▶ **PROBLEM STATEMENT**: What you write must match, character for character, the lines from the one with "[spot] the smiling" down to the one with "[spot] the central" in the listing below, minus its pictures.

▶ **SOURCE INFORMATION**:

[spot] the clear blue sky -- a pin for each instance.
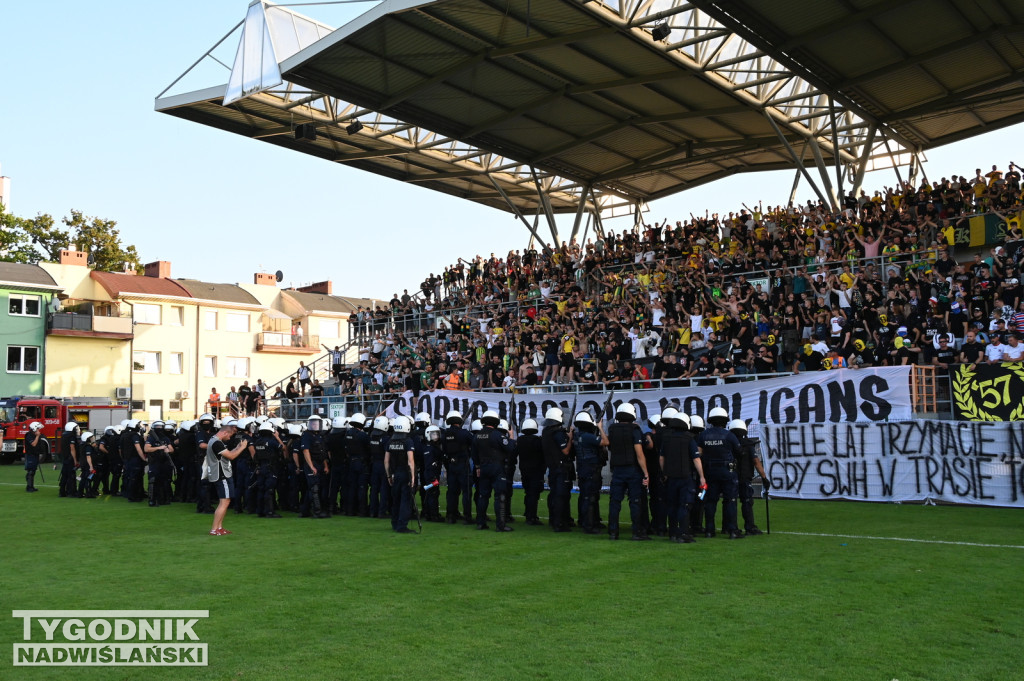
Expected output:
(78, 130)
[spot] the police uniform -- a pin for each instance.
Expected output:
(627, 476)
(34, 450)
(184, 491)
(529, 452)
(87, 484)
(398, 449)
(588, 459)
(69, 451)
(266, 454)
(432, 461)
(203, 487)
(339, 470)
(493, 450)
(317, 478)
(131, 442)
(749, 453)
(553, 439)
(380, 492)
(111, 476)
(719, 450)
(357, 448)
(158, 465)
(457, 443)
(678, 452)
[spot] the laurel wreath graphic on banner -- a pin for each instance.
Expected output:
(971, 396)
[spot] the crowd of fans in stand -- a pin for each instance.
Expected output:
(758, 291)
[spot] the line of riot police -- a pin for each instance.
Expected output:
(349, 466)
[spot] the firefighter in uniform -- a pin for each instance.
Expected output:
(266, 452)
(679, 461)
(399, 467)
(69, 464)
(134, 459)
(696, 508)
(156, 454)
(588, 440)
(204, 490)
(339, 466)
(457, 443)
(315, 467)
(557, 444)
(747, 464)
(380, 491)
(87, 461)
(529, 453)
(653, 510)
(35, 447)
(433, 459)
(184, 491)
(719, 450)
(357, 448)
(493, 449)
(629, 470)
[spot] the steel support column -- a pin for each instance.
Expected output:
(580, 211)
(550, 214)
(799, 162)
(865, 155)
(515, 210)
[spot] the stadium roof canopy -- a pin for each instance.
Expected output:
(528, 104)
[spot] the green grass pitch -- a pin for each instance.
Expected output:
(345, 598)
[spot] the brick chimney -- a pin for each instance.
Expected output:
(75, 258)
(318, 287)
(159, 269)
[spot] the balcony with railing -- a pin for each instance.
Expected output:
(90, 320)
(286, 343)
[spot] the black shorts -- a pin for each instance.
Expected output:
(225, 487)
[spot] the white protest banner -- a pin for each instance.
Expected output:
(843, 395)
(964, 462)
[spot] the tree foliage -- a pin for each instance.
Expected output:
(40, 238)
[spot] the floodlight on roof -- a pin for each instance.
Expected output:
(662, 31)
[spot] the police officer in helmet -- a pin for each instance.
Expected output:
(493, 450)
(457, 443)
(629, 471)
(588, 440)
(557, 443)
(748, 462)
(719, 451)
(357, 450)
(399, 466)
(35, 447)
(315, 467)
(680, 460)
(529, 452)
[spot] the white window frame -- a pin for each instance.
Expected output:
(231, 317)
(22, 369)
(146, 318)
(335, 328)
(180, 360)
(25, 298)
(231, 369)
(177, 315)
(145, 369)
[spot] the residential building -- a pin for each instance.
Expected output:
(26, 295)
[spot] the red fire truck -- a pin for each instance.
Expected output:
(17, 413)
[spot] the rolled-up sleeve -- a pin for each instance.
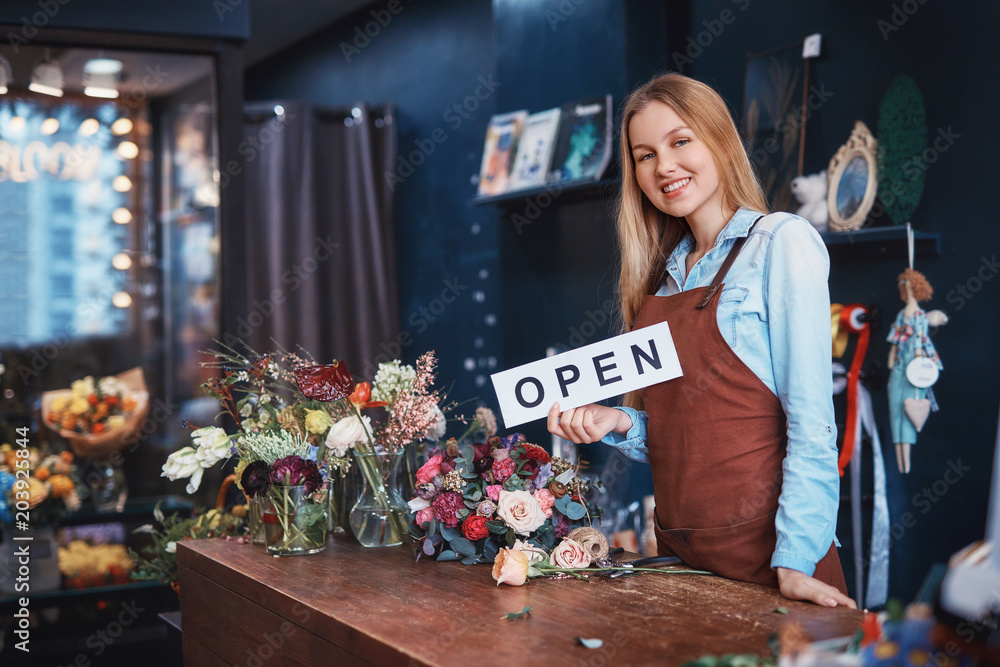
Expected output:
(633, 443)
(798, 311)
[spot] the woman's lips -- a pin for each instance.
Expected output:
(678, 188)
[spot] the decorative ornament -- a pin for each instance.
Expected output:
(913, 361)
(902, 139)
(853, 180)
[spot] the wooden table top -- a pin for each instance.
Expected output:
(384, 608)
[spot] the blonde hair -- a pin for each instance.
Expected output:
(646, 235)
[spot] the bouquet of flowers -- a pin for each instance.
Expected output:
(473, 500)
(98, 416)
(51, 484)
(284, 407)
(158, 561)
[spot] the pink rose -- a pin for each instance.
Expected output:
(521, 511)
(510, 567)
(546, 500)
(430, 470)
(570, 553)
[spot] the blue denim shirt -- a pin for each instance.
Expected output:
(775, 314)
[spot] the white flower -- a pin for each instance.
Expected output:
(110, 386)
(346, 432)
(534, 554)
(438, 426)
(184, 463)
(418, 504)
(213, 445)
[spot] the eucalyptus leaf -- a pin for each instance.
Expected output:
(462, 546)
(575, 511)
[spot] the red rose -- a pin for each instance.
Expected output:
(474, 527)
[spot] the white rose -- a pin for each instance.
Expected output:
(213, 445)
(184, 463)
(438, 426)
(521, 511)
(345, 433)
(534, 554)
(570, 553)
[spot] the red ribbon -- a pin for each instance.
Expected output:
(850, 320)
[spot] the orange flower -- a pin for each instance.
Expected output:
(361, 396)
(61, 485)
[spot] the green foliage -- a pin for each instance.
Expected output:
(902, 138)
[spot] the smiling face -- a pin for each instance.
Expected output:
(674, 167)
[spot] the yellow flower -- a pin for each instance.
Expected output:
(318, 421)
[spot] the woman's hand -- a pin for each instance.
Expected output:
(796, 585)
(587, 423)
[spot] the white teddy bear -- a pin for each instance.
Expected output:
(811, 192)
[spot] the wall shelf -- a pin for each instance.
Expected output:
(880, 243)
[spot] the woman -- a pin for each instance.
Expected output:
(743, 446)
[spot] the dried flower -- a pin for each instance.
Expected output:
(296, 471)
(325, 383)
(570, 553)
(446, 505)
(453, 481)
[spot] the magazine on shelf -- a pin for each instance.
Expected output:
(583, 147)
(498, 152)
(534, 150)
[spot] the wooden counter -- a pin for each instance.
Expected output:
(355, 606)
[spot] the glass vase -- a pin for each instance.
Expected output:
(295, 522)
(379, 517)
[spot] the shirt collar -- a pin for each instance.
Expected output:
(739, 225)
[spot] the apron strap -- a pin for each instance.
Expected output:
(724, 269)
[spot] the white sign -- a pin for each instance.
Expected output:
(587, 374)
(811, 45)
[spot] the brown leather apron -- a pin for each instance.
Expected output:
(716, 439)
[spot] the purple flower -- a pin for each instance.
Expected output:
(296, 471)
(256, 479)
(446, 505)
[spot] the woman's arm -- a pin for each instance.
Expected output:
(797, 300)
(623, 428)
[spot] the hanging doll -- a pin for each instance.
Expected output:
(914, 364)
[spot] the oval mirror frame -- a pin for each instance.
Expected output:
(861, 144)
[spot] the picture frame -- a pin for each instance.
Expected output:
(853, 174)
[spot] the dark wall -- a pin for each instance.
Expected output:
(194, 18)
(943, 49)
(434, 61)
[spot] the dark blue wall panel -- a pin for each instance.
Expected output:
(865, 45)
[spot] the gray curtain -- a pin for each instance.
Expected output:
(320, 266)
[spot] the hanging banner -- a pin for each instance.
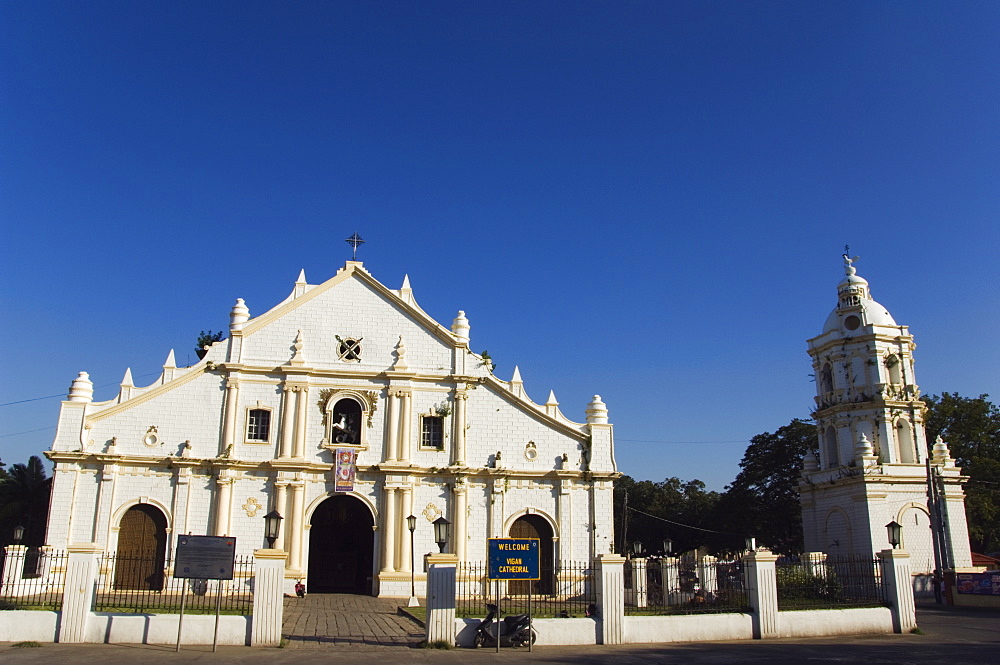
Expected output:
(344, 470)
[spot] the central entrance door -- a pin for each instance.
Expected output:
(341, 547)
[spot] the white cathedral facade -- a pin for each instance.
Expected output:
(348, 364)
(874, 458)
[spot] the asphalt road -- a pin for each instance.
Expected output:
(951, 637)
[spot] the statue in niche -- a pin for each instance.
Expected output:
(345, 422)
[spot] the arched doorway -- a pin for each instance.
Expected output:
(341, 547)
(142, 545)
(535, 526)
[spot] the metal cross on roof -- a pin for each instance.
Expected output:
(354, 241)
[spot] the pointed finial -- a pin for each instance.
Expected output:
(400, 362)
(297, 359)
(355, 241)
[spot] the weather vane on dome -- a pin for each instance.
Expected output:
(354, 241)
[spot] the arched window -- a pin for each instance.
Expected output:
(904, 439)
(832, 454)
(895, 366)
(345, 422)
(826, 379)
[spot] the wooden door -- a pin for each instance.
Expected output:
(142, 544)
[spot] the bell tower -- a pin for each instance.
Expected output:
(873, 464)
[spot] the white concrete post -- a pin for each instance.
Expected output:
(639, 583)
(898, 589)
(79, 591)
(707, 575)
(670, 574)
(611, 598)
(13, 566)
(762, 585)
(268, 597)
(441, 581)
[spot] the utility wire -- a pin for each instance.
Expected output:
(686, 526)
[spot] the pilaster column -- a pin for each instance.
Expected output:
(389, 531)
(763, 587)
(268, 603)
(639, 583)
(458, 436)
(669, 573)
(229, 423)
(404, 427)
(78, 592)
(223, 502)
(301, 416)
(707, 574)
(611, 598)
(287, 422)
(296, 525)
(898, 589)
(392, 426)
(281, 505)
(441, 582)
(461, 537)
(403, 535)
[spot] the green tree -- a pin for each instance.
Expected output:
(207, 338)
(763, 500)
(24, 500)
(971, 428)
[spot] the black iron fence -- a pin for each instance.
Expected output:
(684, 586)
(32, 580)
(844, 581)
(566, 590)
(142, 584)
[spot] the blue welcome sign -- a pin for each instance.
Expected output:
(513, 559)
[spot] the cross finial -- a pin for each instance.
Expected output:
(354, 241)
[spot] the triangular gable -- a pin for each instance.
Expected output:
(352, 269)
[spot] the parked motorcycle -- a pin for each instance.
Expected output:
(515, 630)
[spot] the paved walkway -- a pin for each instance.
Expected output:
(324, 619)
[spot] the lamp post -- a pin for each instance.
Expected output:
(442, 527)
(895, 531)
(411, 524)
(272, 525)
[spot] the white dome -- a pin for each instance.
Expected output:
(874, 314)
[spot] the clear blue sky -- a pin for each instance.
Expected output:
(646, 200)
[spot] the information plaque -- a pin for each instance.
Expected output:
(513, 559)
(205, 557)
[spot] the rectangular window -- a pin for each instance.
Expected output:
(432, 432)
(258, 424)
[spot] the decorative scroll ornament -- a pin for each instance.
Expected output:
(251, 507)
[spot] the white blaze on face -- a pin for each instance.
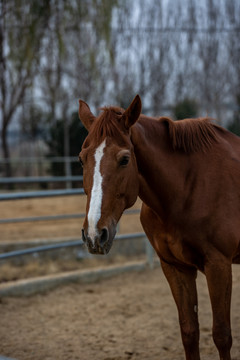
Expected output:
(94, 212)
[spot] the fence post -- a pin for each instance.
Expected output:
(149, 253)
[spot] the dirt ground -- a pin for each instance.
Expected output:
(131, 316)
(128, 317)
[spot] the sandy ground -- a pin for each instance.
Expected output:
(131, 316)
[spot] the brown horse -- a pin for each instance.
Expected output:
(187, 174)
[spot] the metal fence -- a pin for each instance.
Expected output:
(51, 193)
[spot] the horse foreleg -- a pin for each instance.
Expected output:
(183, 286)
(219, 279)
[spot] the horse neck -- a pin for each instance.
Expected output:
(161, 170)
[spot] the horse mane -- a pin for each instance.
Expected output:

▶ **OUTPUT**:
[spot] the smiling face -- a pin for each instance.
Expected output:
(674, 167)
[spot] the yellow flower -- a pin for each instance.
Expected output:
(318, 421)
[spot] the woman's hand -- a pin for each instance.
Expected output:
(796, 585)
(587, 423)
[spot] the white teddy bear -- a pin for each instance.
Expected output:
(811, 192)
[spot] the wall shelf -- a pin for each instance.
Expected output:
(880, 243)
[spot] the woman -- a pin for each instance.
Expected output:
(743, 446)
[spot] the dried flower -- a pin for each instance.
Expected output:
(296, 471)
(325, 383)
(570, 553)
(446, 505)
(453, 481)
[spot] the magazine on shelf -- a pin for each instance.
Expected output:
(583, 147)
(498, 152)
(534, 150)
[spot] the wooden counter -- a pin for each instance.
Expected output:
(355, 606)
[spot] the glass vase -- a pin for each instance.
Expected output:
(295, 522)
(379, 517)
[spot] the shirt collar -- a pin for each instance.
Expected output:
(739, 225)
[spot] the apron strap -- a pin for each instance.
Expected output:
(724, 269)
[spot] the white sign -- a pin for each instance.
Expected output:
(587, 374)
(811, 45)
[spot] the brown leather apron -- a pin for each instance.
Expected output:
(716, 439)
[spot] the purple flower -- a pin for each instance.
Expected output:
(296, 471)
(256, 479)
(446, 505)
[spot] the woman's arm -- a pin for each instance.
Expected output:
(797, 300)
(623, 428)
[spot] the hanging doll -- a pin for each instance.
Expected output:
(914, 364)
[spot] the oval mirror frame -- a pin for each instance.
Expected output:
(861, 144)
[spot] the picture frame -- a pin for each instance.
Expected output:
(853, 174)
[spot] the dark wall -- a pin for each instance.
Expected output:
(194, 18)
(943, 49)
(434, 61)
[spot] the dark blue wall panel -- a pin for each instance.
Expected output:
(865, 45)
[spot] the gray curtain -- a pin for each instance.
Expected output:
(320, 266)
[spot] the hanging banner -- a pin for each instance.
Expected output:
(344, 470)
[spot] the central entrance door -- a pin for each instance.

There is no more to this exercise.